> **PROBLEM REQUIREMENTS**
Render the records as a numbered list, starting at their first line and ending after the line that contains "311L328 296L321 291H307L301". Omit any blank lines.
---- ENTRIES SUPPLIED
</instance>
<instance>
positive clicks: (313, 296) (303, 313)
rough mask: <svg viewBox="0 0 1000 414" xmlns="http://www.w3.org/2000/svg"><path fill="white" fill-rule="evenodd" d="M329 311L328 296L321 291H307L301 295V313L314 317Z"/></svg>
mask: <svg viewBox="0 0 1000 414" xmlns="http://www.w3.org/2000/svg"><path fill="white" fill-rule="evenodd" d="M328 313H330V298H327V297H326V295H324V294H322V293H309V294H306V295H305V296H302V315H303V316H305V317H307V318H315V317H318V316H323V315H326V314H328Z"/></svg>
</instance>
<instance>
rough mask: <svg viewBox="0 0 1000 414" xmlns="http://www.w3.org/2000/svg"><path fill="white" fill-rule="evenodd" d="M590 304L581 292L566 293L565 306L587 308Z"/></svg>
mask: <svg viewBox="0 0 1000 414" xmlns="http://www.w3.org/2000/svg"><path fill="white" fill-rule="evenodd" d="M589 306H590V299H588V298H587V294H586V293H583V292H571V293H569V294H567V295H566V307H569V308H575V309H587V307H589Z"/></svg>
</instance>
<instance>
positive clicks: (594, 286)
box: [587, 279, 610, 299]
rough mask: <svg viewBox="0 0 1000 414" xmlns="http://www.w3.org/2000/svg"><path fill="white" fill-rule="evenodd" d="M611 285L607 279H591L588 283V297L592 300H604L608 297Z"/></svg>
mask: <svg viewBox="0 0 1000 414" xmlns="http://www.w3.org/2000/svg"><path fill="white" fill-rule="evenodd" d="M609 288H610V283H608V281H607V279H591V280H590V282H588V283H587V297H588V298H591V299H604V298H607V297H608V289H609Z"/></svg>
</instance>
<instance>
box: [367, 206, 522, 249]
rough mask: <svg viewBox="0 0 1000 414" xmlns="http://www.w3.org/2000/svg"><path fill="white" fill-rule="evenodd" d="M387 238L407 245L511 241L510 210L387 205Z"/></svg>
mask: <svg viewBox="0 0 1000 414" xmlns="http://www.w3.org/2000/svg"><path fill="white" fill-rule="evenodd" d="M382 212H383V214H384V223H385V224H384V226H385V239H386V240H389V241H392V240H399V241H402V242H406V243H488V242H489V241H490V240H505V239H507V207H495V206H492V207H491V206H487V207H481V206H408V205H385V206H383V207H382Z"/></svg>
--------
> **EXPECTED ANSWER**
1. </instance>
2. <instance>
3. positive clicks: (313, 296) (303, 313)
4. rough mask: <svg viewBox="0 0 1000 414" xmlns="http://www.w3.org/2000/svg"><path fill="white" fill-rule="evenodd" d="M329 311L328 296L321 291H307L301 295V313L314 317Z"/></svg>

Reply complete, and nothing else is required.